Start of Listing

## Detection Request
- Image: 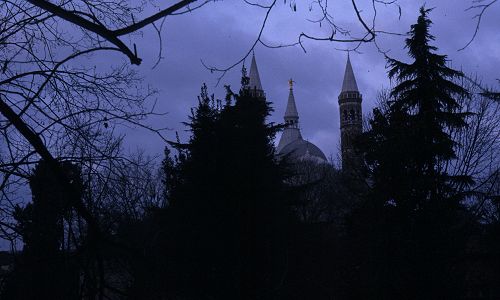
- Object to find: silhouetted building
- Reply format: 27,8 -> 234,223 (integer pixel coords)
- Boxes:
277,79 -> 327,163
248,55 -> 363,170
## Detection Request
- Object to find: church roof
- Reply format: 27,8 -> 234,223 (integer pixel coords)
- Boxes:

End of Listing

Please print every one of the entries above word for word, leaving out the pictures.

## Detection Request
- Image: 
- Object to find: silhouetted building
- Reply format: 27,8 -> 234,223 (integer pixel coords)
- Boxes:
277,79 -> 327,163
248,55 -> 363,170
## Detection Request
- Object to find: church roof
- Reply format: 27,8 -> 234,223 (integer pixel coords)
- Boxes:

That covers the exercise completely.